» **EXERCISE AIM**
Copy out each line of the data that holds the string "dark".
==== RECORDS FOR PROCESSING
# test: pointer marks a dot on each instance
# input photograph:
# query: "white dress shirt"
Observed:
========
==== RECORDS FOR PROCESSING
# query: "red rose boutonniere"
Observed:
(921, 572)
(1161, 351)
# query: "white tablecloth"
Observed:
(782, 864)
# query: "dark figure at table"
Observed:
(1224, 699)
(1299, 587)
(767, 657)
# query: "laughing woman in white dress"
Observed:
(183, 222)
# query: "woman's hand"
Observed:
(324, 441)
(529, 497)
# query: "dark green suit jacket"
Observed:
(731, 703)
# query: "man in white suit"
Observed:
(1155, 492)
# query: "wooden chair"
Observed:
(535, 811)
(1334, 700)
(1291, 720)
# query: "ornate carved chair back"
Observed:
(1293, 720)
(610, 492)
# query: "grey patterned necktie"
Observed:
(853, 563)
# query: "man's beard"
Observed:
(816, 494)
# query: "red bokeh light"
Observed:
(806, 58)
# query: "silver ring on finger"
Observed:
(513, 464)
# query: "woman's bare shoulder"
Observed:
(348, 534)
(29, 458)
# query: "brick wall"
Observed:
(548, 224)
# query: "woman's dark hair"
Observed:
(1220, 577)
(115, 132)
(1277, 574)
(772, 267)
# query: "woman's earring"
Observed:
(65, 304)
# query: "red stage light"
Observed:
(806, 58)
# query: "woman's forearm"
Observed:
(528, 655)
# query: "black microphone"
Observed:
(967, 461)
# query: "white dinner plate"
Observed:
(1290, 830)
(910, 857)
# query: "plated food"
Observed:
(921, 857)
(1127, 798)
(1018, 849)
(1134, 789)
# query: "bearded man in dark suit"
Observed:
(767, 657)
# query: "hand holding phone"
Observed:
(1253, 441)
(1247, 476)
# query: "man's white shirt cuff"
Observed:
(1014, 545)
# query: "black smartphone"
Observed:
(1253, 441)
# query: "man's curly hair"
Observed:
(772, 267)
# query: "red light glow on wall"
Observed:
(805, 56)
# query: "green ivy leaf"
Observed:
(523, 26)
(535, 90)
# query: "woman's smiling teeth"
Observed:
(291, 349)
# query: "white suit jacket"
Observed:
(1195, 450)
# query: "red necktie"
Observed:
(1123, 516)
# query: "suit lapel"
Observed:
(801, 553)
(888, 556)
========
» **WRITTEN ANSWER**
# query: "dark figure at table"
# query: "dark green suit jacket"
# query: "woman's dark hair"
# query: "bearded man in dark suit"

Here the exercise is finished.